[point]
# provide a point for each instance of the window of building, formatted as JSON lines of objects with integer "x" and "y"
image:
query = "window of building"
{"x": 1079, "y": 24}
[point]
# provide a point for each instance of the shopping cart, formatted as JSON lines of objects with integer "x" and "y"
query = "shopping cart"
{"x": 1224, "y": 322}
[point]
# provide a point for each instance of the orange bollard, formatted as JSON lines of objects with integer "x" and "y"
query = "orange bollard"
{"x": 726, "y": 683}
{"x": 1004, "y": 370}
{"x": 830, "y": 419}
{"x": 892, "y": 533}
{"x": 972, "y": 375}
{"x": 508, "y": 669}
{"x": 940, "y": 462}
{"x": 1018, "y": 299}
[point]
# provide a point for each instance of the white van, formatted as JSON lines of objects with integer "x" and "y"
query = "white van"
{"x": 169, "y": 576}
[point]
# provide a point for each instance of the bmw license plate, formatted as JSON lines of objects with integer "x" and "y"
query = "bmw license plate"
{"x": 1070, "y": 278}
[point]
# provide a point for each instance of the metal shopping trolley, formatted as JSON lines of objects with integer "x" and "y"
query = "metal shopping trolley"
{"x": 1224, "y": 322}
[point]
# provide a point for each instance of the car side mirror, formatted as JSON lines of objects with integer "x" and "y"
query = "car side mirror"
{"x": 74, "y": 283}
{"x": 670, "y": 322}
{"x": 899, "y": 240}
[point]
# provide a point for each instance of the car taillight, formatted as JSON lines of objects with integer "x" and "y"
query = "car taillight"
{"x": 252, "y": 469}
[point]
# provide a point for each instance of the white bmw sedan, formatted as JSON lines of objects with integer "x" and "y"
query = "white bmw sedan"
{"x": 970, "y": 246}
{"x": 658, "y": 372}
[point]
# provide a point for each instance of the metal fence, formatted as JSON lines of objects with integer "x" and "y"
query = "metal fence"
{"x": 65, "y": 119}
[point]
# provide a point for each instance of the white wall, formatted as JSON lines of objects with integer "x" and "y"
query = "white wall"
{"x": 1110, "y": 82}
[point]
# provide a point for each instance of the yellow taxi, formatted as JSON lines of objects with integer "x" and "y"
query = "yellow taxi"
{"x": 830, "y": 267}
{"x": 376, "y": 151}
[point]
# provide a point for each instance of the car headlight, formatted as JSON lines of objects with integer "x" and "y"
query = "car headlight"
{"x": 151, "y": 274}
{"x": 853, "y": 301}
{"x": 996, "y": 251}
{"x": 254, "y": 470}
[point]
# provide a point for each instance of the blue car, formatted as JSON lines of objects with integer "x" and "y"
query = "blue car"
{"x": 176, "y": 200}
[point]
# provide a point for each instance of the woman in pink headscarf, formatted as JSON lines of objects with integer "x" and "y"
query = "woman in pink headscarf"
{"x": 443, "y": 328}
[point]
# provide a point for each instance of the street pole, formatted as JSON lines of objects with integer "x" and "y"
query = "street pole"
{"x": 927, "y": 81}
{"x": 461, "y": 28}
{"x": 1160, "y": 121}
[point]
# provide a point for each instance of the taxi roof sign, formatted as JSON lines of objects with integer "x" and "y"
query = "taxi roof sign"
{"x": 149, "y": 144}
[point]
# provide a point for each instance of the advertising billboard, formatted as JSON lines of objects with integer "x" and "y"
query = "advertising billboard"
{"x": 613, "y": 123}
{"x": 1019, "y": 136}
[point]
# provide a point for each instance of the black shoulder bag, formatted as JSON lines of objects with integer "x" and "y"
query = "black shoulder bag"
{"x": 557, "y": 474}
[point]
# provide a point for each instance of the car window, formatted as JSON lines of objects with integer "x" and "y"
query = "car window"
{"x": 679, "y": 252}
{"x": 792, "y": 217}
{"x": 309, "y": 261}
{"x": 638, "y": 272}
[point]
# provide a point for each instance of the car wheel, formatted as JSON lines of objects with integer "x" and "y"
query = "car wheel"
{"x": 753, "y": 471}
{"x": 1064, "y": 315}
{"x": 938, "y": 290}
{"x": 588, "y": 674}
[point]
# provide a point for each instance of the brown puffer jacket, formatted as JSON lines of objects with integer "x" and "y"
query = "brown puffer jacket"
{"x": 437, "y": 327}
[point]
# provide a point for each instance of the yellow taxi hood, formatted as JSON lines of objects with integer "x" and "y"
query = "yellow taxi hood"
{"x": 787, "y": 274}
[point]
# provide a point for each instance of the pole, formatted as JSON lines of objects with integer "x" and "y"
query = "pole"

========

(Work required) Word for word, write out every record in the listing.

(Reply to the task)
[point]
# provide a point for each instance of the window of building, formatted as JSON lines of objects with integer "x" and "y"
image:
query = "window of building"
{"x": 1079, "y": 24}
[point]
# provide a point for each instance of the shopping cart, formatted as JSON lines of objects with integer "x" and "y"
query = "shopping cart"
{"x": 1224, "y": 322}
[point]
# provide a point for each instance of the orange bollard, formatted as JSON lines of objects with integer "x" and "y"
query = "orange bollard"
{"x": 726, "y": 683}
{"x": 1004, "y": 370}
{"x": 830, "y": 419}
{"x": 892, "y": 533}
{"x": 972, "y": 375}
{"x": 508, "y": 669}
{"x": 940, "y": 462}
{"x": 1018, "y": 299}
[point]
# provide a point for each instance of the white van, formatted as JSON lines of objects with integer "x" and "y"
query = "white van"
{"x": 169, "y": 576}
[point]
# provide a point for each instance of the bmw license plate, formatted as JSON lines of objects with integer "x" and "y"
query = "bmw license plate"
{"x": 1070, "y": 278}
[point]
# provide a point for each instance of the metal shopping trolley, formatted as JSON lines of objects with integer "x" and "y"
query = "metal shopping trolley"
{"x": 1224, "y": 322}
[point]
# provide a point for each instance of the car side mirror, formatted as JSON lines of objects with integer "x" and "y"
query = "car side mirror"
{"x": 74, "y": 283}
{"x": 670, "y": 322}
{"x": 899, "y": 240}
[point]
# provide a point for each instance of the car taillight, formatted as JSON lines of objects with integer "x" and "y"
query = "car taillight"
{"x": 252, "y": 469}
[point]
# provide a point for each instance of the white bmw sedan, formatted as JSON lines of objects with integer "x" and "y"
query = "white bmw sedan"
{"x": 970, "y": 246}
{"x": 658, "y": 372}
[point]
# provide a point for each instance of the metal fence, formatted as JSON lines of objects with integer "x" and "y"
query = "metal fence"
{"x": 65, "y": 119}
[point]
# provide a point for each instance of the white wall, formatted as JSON lines of objects with integer "x" and "y"
query = "white wall"
{"x": 1110, "y": 82}
[point]
# provide a point for each instance of the yellow taxi, formatted as JSON lines of objects with integer "x" and "y"
query = "yellow taxi"
{"x": 830, "y": 267}
{"x": 376, "y": 151}
[point]
# provide a point for each instance of the car headlight, formatted as JSON lines of objects with integer "x" and "y"
query = "car headlight"
{"x": 151, "y": 274}
{"x": 853, "y": 301}
{"x": 996, "y": 251}
{"x": 254, "y": 470}
[point]
# provide a point for each instance of the blue car, formatted as JSON lines of objects with integer "x" and "y"
query = "blue car"
{"x": 176, "y": 200}
[point]
# provide a point for each instance of the woman in pink headscarf, formatted as JSON lines of objects with integer "x" and "y"
query = "woman in pink headscarf"
{"x": 443, "y": 328}
[point]
# provide a point for each instance of the street pole, formatted as JSON lines of objects with integer "x" and "y"
query = "street pole"
{"x": 927, "y": 81}
{"x": 461, "y": 28}
{"x": 1160, "y": 121}
[point]
# provide a point for each instance of the taxi roof sign, formatted as JSON lines of objects with integer "x" and "y"
query = "taxi roof sign"
{"x": 149, "y": 144}
[point]
# provide a point for each instance of the advertising billboard, formatted as JSON lines of objects with integer "x" and "y"
query = "advertising billboard"
{"x": 613, "y": 123}
{"x": 1019, "y": 136}
[point]
# provide a point for each instance of the black shoulder bag, formatted as JSON lines of objects with integer "x" and "y"
query = "black shoulder bag"
{"x": 557, "y": 474}
[point]
# provide a point for each instance of the car window, formatted as JSON lines of objects with integer "x" and "y"
query = "car window"
{"x": 679, "y": 252}
{"x": 792, "y": 217}
{"x": 309, "y": 261}
{"x": 638, "y": 272}
[point]
# provide a point for each instance of the car wheel, formatted as JSON lines of objects with integer "x" and "y"
query = "car wheel"
{"x": 753, "y": 471}
{"x": 1064, "y": 315}
{"x": 938, "y": 290}
{"x": 588, "y": 674}
[point]
# provide a point for each instance of the brown puffer jacket, formatted as JSON lines of objects with integer "x" and "y"
query = "brown puffer jacket"
{"x": 437, "y": 327}
[point]
# provide a point for each instance of the yellow taxi hood, formatted as JSON lines of objects with integer "x" and "y"
query = "yellow taxi hood"
{"x": 787, "y": 274}
[point]
# provide a point for each instance of the pole, formatted as JSON lines of objects with integer "x" and "y"
query = "pole"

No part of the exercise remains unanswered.